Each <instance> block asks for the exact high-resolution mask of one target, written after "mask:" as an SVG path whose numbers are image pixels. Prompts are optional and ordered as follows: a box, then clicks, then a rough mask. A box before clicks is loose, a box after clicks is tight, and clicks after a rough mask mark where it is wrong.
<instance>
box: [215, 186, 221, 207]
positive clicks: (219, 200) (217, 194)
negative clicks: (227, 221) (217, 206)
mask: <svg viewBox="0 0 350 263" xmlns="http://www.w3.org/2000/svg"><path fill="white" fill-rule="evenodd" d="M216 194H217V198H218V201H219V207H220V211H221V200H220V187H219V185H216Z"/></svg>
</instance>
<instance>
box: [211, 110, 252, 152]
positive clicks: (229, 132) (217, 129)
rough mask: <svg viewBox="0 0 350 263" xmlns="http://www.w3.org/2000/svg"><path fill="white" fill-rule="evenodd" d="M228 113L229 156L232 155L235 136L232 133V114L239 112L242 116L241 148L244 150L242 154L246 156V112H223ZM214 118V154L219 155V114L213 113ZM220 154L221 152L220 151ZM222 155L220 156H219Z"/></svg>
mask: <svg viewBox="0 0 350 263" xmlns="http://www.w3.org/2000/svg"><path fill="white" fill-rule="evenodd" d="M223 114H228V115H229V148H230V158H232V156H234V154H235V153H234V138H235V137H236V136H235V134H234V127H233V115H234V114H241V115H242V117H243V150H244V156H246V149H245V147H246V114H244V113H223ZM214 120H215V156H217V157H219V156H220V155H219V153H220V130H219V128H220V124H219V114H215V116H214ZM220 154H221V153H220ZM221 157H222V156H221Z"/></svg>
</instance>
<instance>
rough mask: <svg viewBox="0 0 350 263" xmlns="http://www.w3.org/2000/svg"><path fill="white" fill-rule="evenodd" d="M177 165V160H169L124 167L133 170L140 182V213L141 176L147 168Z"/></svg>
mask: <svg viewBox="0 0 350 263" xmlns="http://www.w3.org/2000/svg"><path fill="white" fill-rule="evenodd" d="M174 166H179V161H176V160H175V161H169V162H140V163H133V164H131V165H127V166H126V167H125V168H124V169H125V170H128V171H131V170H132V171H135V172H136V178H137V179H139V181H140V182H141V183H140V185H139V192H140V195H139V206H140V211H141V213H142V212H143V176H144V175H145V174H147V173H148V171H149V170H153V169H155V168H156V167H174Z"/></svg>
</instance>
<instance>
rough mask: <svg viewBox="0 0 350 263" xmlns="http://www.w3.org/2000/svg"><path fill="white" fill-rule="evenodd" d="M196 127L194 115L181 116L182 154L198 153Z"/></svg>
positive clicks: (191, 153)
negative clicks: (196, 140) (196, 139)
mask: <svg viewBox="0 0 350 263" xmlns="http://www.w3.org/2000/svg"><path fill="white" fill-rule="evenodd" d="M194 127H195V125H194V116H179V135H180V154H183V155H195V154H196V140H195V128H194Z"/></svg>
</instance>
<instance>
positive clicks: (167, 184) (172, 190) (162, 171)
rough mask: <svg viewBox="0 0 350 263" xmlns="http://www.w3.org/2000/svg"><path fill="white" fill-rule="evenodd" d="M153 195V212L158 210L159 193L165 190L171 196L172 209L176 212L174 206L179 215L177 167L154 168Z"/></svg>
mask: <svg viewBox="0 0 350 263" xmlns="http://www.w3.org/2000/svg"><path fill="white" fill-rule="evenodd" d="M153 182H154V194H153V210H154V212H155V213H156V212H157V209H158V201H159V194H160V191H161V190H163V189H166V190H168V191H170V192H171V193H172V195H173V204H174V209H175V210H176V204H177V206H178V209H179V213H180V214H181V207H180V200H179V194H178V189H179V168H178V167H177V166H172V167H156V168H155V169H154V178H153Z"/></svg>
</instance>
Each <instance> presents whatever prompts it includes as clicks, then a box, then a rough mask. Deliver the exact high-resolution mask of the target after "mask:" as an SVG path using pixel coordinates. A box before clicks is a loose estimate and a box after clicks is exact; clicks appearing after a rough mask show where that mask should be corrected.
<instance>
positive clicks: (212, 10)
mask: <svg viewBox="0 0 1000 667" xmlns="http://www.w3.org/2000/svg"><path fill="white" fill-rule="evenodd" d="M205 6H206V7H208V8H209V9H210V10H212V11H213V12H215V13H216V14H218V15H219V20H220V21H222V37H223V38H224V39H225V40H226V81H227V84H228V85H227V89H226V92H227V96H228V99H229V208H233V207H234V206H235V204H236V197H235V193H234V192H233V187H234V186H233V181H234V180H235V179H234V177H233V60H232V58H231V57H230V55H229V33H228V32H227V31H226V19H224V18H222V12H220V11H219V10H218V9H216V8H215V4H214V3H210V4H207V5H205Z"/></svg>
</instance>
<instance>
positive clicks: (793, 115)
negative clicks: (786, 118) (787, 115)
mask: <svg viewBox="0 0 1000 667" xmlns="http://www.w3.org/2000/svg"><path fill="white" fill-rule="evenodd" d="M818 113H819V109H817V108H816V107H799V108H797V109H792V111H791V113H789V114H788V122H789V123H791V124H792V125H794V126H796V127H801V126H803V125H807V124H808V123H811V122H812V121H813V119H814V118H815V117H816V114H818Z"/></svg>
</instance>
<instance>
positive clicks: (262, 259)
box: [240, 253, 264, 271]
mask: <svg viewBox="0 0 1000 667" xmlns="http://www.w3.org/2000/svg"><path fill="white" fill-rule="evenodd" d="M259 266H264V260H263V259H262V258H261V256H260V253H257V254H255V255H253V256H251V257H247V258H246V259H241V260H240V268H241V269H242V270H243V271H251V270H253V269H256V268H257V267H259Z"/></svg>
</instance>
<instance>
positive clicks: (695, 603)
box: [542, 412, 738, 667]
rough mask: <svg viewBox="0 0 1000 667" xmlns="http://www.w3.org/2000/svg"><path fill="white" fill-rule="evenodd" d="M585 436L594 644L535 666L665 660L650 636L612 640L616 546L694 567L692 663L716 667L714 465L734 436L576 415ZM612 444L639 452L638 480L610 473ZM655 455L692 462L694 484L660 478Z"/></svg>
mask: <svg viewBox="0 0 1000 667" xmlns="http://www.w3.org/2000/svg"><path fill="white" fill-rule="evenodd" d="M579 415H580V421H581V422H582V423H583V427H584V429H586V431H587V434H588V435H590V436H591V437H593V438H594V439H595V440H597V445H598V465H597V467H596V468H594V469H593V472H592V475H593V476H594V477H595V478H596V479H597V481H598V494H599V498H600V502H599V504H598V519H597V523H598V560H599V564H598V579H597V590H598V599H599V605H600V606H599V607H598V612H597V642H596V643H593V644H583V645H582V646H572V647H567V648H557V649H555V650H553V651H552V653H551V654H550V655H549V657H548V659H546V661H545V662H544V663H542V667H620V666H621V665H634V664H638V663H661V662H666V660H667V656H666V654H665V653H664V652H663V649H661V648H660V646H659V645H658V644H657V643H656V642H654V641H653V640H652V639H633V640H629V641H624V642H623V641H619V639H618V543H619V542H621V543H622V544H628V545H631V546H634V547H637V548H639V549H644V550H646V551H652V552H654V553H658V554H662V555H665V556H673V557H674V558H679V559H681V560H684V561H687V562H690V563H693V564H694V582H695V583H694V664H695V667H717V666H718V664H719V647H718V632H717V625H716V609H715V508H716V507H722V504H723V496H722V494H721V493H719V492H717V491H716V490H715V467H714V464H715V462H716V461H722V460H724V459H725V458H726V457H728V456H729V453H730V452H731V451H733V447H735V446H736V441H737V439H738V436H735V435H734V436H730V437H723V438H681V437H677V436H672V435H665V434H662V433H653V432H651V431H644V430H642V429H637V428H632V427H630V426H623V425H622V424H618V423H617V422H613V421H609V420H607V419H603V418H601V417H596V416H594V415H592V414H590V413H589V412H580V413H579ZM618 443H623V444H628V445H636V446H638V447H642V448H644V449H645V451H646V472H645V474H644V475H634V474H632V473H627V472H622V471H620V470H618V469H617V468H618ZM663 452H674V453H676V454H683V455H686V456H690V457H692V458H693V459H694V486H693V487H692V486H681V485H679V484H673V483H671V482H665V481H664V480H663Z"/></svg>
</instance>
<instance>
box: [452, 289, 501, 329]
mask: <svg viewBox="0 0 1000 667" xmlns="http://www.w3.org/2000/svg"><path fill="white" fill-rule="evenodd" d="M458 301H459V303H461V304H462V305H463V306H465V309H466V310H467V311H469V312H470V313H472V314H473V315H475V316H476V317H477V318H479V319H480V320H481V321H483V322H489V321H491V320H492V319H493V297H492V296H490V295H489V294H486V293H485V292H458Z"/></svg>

-*-*-

From the records above, return each line where "loose" occurs.

Each <instance> block asks for the exact high-resolution mask of one target, written after "mask:" as an SVG path whose numbers are image pixels. Prompts are optional and ordered as follows: a box, then clicks, then a rough mask. A box before clicks is loose, a box after clicks is tight, and clicks after a rough mask mark where it is wrong.
Each <instance> presents whatever prompts it includes as clicks, then a box, then a rough mask. Deliver the exact high-resolution mask of the target after "mask:" as an SVG path using pixel coordinates. A box before clicks is a loose estimate and a box after clicks is exact; clicks appearing after a rough mask show where that mask should be corrected.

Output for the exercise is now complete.